## EXTRACT
========================================================================
Id., at 821, 226 Cal.Rptr.3d 1. See also, Steingart v. Equitable Life Assur. Soc. of U.S., 366 F.Supp. 790, 793 (S.D.N.Y.1973) (distinguishing Travelers Health as a federal enforcement action, district court held that "[t]he scope of inquiry to determine whether the McCarran Act is applicable in a private action is thus limited to matters directly affecting the complaining parties").

Section 25–2602.01(f)(4) of the NUAA applies here not because Nebraska thereby sought to regulate activities carried on beyond its own borders, but because the parties' RPA expressly provides that "[t]his Agreement shall be exclusively governed by and construed in accordance with the laws of Nebraska." Consequently, Federal Trade Commission v. Travelers Health Association, supra, has no bearing on this case.

D. Who Decides The "Gateway" Question Of Arbitrability?
========================================================================
## TO DO
[A] Answer these questions about the legal opinion above:
(i) Which court decided Steingart v. Equitable Life Assur. Soc. of U.S., and in what year?
(ii) According to the parties' RPA, the laws of which state exclusively govern the agreement?
(iii) Which section of the NUAA does the opinion say applies here?
[B] Continue the legal opinion from its last heading, writing the next part of the text that follows it.

## GIVEN DATA
========================================================================
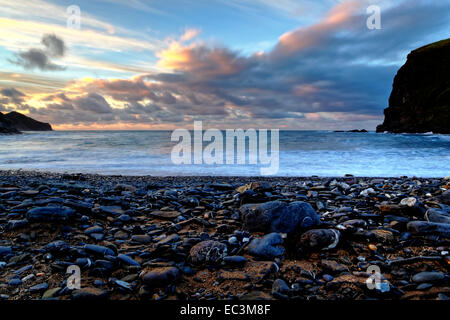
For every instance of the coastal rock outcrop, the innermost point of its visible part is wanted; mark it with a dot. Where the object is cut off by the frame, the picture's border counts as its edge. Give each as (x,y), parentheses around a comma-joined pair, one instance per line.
(420,98)
(21,122)
(6,126)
========================================================================
## OUTPUTS BY TASK
[A]
(i) The U.S. District Court for the Southern District of New York (S.D.N.Y.), in 1973.
(ii) Nebraska.
(iii) Section 25–2602.01(f)(4).

[B]
In Monarch Consulting, Inc. v. National Union Fire Ins. Co. of Pittsburgh, PA, supra, the Court of Appeals laid out the analytical framework for determining whether the threshold question of arbitrability should be resolved by the arbitrator or by the court:

" '[A]rbitration is a matter of contract and a party cannot be required to submit to arbitration any dispute which he has not agreed so to submit' " ( AT & T Technologies, Inc. v. Communications Workers, 475 U.S. 643, 648, 106 S.Ct. 1415, 89 L.Ed.2d 648 [1986], quoting Steelworkers v. Warrior & Gulf Nav. Co., 363 U.S. 574, 582, 80 S.Ct. 1347, 4 L.Ed.2d 1409 [1960] ; see First Options of Chicago, Inc. v. Kaplan, 514 U.S. 938, 943, 115 S.Ct. 1920, 131 L.Ed.2d 985 [1995] ). As the United States Supreme Court has stated, "[c]hallenges to the validity of arbitration agreements ... can be divided into two types," namely, "challenges specifically [to] the validity of the agreement to arbitrate" and "challenges [to] the contract as a whole, either on a ground that directly affects the entire agreement (e.g., the agreement was fraudulently induced), or on the ground that the illegality of one of the contract's provisions renders the whole contract invalid" ( Buckeye Check Cashing, Inc. v. Cardegna, 546 U.S. 440, 444, 126 S.Ct. 1204, 163 L.Ed.2d 1038 [2006] ). "[A]ttacks on the validity of

the contract, as distinct from attacks on the validity of the arbitration clause[,] itself, are to be resolved 'by the arbitrator in the first instance, not by a federal or state court' " ( Nitro–Lift Technologies, LLC v. Howard, 568 U.S. 17, 133 S.Ct. 500, 503 [2012], quoting Preston, 552 U.S. at 349, 128 S.Ct. 978 ; see Buckeye Check Cashing, Inc., 546 U.S. at 444, 126 S.Ct. 1204 ; Prima Paint Corp. v. Flood & Conklin Mfg. Co., 388 U.S. 395, 403–404, 87 S.Ct. 1801, 18 L.Ed.2d 1270 [1967] ).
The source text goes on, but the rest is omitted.